_Problem_
Print the line that contains "Return one point per instance of the mown" and every line after it through the last line of the records below, exactly as written and nothing else.

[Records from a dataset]

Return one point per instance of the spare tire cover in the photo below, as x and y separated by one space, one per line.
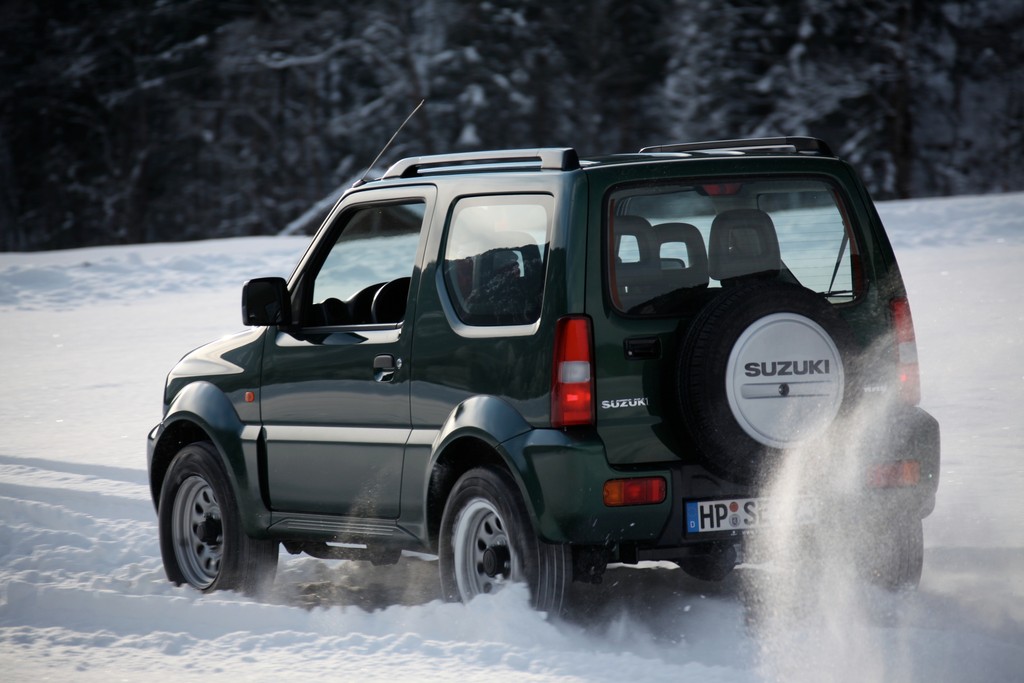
763 368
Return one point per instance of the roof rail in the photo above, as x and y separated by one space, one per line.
796 144
556 159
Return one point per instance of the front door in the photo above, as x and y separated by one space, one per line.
335 392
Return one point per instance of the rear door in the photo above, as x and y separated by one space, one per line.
335 389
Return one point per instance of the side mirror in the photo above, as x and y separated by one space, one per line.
265 301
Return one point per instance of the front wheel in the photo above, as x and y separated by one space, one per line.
201 537
487 542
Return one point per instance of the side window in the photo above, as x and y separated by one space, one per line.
364 279
495 258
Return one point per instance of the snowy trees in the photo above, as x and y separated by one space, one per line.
180 119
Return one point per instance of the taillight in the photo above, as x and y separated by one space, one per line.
571 376
895 475
638 491
906 349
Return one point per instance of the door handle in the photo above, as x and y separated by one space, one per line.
385 367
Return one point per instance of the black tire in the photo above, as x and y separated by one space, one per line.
487 542
201 537
895 556
713 566
725 444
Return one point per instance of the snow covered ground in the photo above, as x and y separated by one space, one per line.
88 335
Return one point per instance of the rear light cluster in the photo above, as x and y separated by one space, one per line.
906 349
895 475
636 491
572 374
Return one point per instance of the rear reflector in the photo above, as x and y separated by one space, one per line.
906 349
638 491
571 377
895 475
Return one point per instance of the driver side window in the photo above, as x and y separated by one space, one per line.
364 279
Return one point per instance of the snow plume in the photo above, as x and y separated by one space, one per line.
817 604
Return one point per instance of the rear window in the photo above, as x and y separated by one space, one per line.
670 243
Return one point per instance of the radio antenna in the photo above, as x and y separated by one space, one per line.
363 180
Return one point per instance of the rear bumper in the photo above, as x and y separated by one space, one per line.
563 476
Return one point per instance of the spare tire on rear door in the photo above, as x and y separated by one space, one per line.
765 367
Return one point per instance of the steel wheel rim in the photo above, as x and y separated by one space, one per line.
478 528
195 508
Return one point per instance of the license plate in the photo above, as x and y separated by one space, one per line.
742 514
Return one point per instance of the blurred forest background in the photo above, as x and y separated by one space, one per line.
126 121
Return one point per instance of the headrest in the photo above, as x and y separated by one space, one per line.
640 229
694 273
742 242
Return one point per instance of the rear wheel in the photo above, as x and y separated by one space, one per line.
487 542
895 557
201 537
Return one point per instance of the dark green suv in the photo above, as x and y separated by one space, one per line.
534 365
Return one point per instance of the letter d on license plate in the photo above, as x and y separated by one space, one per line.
728 515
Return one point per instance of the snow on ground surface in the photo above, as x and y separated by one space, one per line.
88 335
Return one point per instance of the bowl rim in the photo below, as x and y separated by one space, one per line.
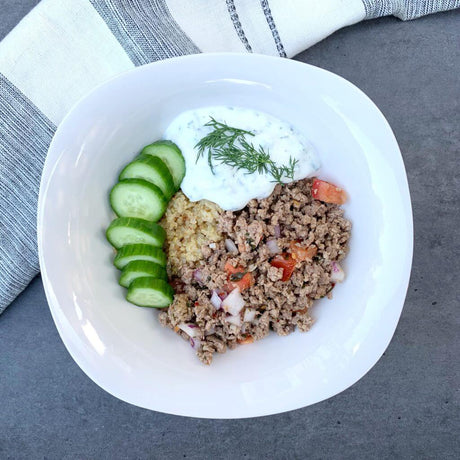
50 163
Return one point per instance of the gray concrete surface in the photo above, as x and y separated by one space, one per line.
406 407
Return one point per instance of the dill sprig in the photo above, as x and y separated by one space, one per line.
228 145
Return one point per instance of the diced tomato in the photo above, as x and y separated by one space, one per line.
245 282
246 340
286 262
300 253
329 193
230 269
237 277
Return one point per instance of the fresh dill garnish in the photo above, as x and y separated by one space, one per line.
228 145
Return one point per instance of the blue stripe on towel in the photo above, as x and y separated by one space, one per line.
271 23
237 24
25 136
145 29
407 9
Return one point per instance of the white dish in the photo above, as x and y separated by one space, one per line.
123 348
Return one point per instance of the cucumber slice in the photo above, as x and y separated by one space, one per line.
170 153
150 292
138 198
151 169
131 252
141 268
129 230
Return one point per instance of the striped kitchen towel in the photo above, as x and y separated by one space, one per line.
63 48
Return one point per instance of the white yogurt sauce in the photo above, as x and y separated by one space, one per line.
229 188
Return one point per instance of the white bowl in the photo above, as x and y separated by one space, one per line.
123 348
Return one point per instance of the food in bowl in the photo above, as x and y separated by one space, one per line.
250 241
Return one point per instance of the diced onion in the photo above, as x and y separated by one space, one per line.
233 303
211 331
198 276
190 329
216 300
231 246
249 315
273 247
337 273
236 320
195 343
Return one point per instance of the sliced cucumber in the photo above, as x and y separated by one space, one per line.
151 169
132 252
129 230
141 268
170 153
138 198
150 292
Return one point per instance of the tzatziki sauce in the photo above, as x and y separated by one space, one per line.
229 188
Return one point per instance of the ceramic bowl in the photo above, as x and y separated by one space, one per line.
123 348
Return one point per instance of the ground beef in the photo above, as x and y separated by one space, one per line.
289 216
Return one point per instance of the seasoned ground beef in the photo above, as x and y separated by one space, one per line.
287 227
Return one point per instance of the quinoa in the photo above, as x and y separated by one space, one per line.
289 220
189 226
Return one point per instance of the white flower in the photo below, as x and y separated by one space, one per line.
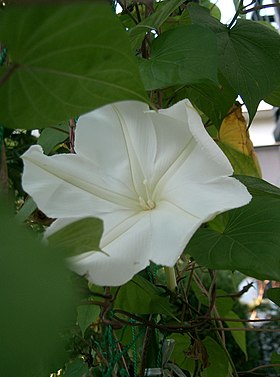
152 177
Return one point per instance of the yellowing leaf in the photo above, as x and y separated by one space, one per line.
235 141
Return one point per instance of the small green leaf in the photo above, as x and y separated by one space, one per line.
241 163
214 101
223 304
87 314
26 210
180 56
274 295
142 297
78 237
37 302
248 240
52 136
64 63
275 359
76 368
179 354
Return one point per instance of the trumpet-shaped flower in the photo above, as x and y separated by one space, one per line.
152 177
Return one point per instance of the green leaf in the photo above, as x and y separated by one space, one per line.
79 237
217 359
179 354
238 335
223 304
180 56
214 101
152 22
26 210
248 56
246 63
37 302
241 163
76 368
87 314
274 295
142 297
64 63
274 97
247 239
275 359
259 187
52 136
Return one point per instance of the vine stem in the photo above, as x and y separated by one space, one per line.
170 278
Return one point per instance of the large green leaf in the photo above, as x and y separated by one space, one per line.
52 136
185 55
36 303
246 239
64 62
214 101
248 56
152 22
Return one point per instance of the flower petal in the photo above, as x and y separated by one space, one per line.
184 111
171 228
70 186
126 252
119 138
200 187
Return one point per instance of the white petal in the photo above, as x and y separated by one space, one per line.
121 140
204 197
127 252
171 229
70 186
173 144
183 111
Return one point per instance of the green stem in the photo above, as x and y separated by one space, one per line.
170 278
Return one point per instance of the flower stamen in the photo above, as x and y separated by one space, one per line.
147 204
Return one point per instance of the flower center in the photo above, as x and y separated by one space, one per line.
146 203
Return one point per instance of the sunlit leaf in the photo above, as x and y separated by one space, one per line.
243 58
152 22
235 141
274 295
64 62
52 136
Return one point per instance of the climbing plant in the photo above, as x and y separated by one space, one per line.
152 67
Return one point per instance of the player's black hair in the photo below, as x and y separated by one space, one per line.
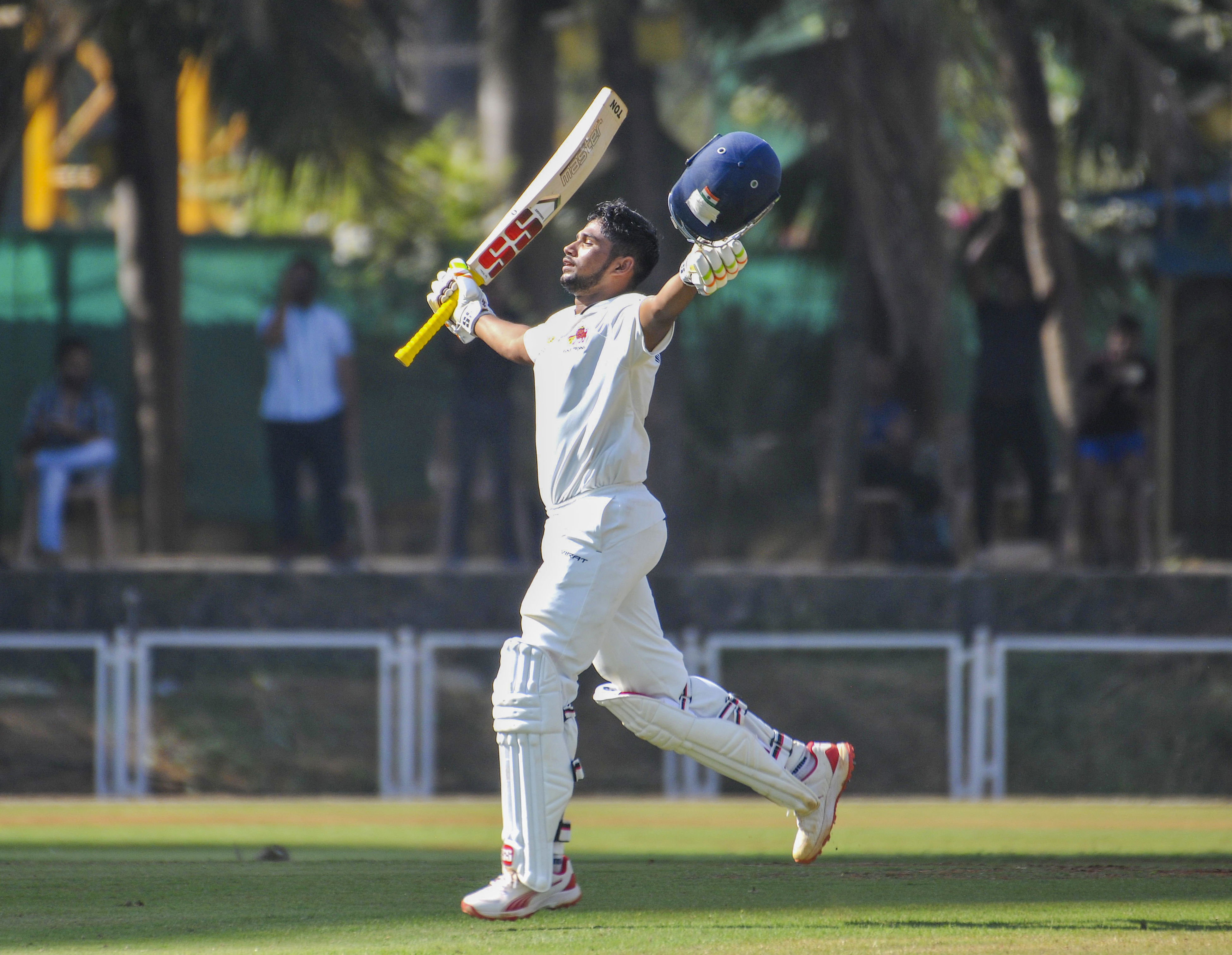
1129 326
69 344
630 233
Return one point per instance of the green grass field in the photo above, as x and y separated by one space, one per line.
904 877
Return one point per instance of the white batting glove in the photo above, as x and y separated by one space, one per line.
472 302
709 268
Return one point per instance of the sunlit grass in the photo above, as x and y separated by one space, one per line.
657 877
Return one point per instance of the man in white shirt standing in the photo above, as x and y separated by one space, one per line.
591 603
309 407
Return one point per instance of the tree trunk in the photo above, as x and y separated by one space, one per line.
648 164
149 278
894 163
1050 255
839 440
517 106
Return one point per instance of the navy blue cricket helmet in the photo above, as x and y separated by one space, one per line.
727 185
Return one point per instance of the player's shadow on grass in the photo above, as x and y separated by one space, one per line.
408 896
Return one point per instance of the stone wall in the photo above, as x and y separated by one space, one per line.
1076 603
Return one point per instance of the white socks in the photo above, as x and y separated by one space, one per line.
709 699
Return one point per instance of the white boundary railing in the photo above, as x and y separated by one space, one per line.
407 691
949 642
989 689
429 644
92 641
131 776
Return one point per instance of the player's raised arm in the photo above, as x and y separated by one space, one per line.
473 317
706 269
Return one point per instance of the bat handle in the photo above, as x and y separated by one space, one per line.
407 353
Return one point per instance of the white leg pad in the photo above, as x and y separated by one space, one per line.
720 745
536 773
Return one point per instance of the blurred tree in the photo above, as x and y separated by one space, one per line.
517 111
315 78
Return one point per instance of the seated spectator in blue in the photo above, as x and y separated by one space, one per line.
69 432
309 407
1115 400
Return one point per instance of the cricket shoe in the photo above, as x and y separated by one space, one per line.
828 779
507 898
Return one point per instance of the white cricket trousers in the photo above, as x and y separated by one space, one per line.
591 602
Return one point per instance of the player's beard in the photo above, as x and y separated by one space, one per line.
580 284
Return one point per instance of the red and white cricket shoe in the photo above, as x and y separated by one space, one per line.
507 898
836 763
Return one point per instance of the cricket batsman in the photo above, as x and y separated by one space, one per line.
591 602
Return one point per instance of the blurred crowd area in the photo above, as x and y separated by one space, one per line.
987 323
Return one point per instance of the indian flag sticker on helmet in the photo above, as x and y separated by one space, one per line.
704 205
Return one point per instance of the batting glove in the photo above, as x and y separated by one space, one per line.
472 302
709 268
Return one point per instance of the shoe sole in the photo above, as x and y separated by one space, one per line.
834 816
519 915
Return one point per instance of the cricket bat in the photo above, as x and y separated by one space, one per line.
552 188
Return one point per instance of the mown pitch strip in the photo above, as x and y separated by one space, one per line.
657 877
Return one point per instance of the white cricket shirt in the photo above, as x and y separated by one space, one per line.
593 384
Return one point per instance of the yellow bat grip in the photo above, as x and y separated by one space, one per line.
407 353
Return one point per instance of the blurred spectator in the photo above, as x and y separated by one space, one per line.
69 430
1005 413
484 413
309 407
889 460
1115 400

_Right answer_
Return one point per instance of the mown pitch strip in the photo above, as x and y separated by one space, one per line.
657 877
Return one point per instance of the white cricket shirt in the photo above, as x and y separated by one space, one per line.
593 384
Return one point per instance of the yellow bat grip in the photo above, as x and y separated by one space, one per line.
407 353
Return one point per instance of the blurred spectator in the photo above, as x and y separated by one space, one per line.
69 430
1005 413
484 413
309 407
889 460
1115 400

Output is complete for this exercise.